Exercise directions - Extract every line in the following records that contains the word "below", and copy each of those lines in full.

=== Supplied data ===

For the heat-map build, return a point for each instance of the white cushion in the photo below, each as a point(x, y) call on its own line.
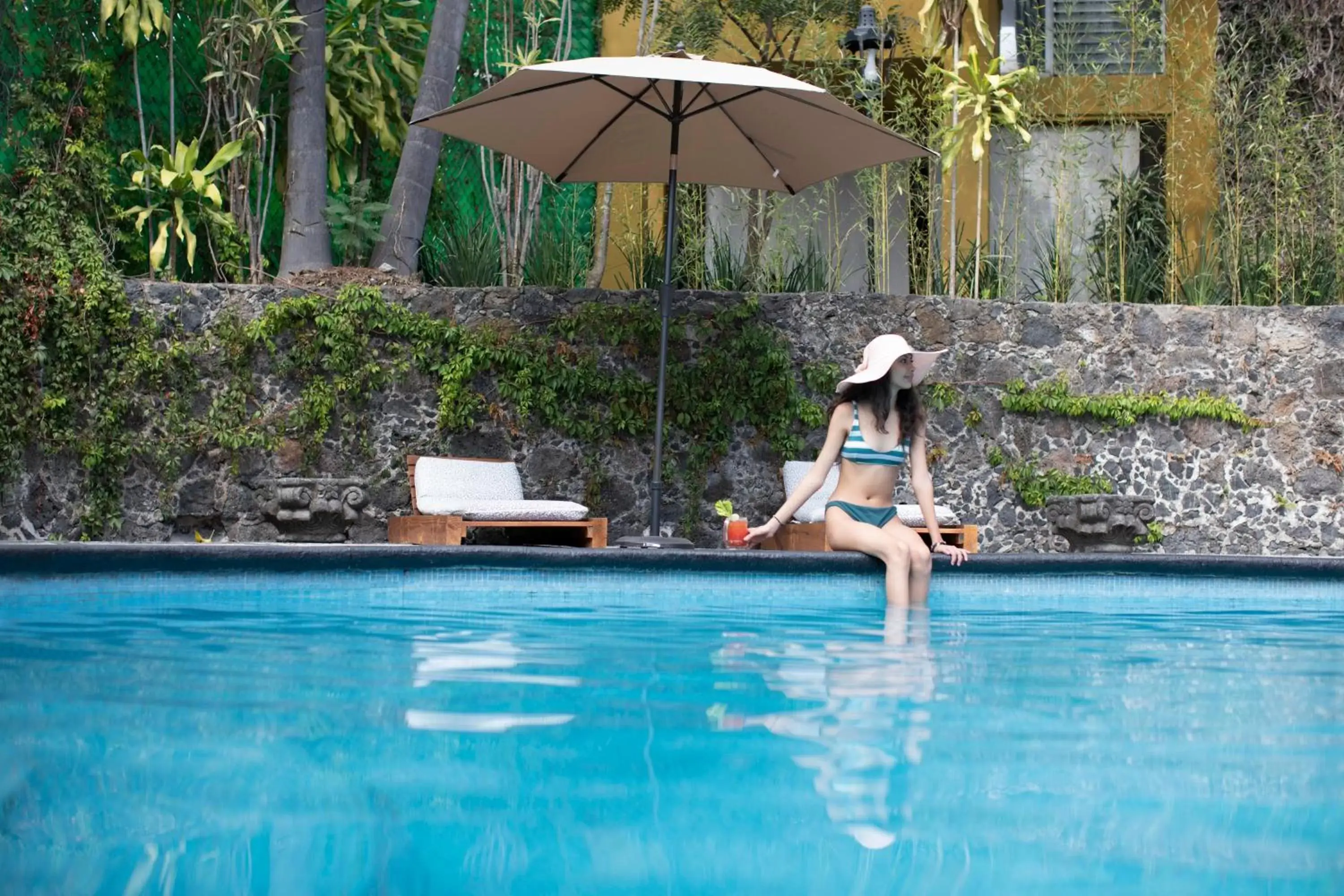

===
=== Supplied data ===

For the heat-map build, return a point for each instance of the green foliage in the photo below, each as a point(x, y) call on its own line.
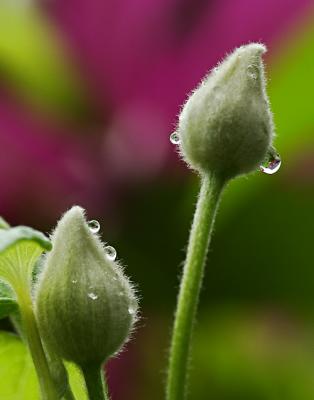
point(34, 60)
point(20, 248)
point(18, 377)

===

Written answer -
For the heat-map build, return a point for each instance of the white cushion in the photo below, each as a point(x, y) call on its own line.
For the heat-map build, return a point for each instance of the green foliage in the photo below, each as a point(x, y) call on its own line.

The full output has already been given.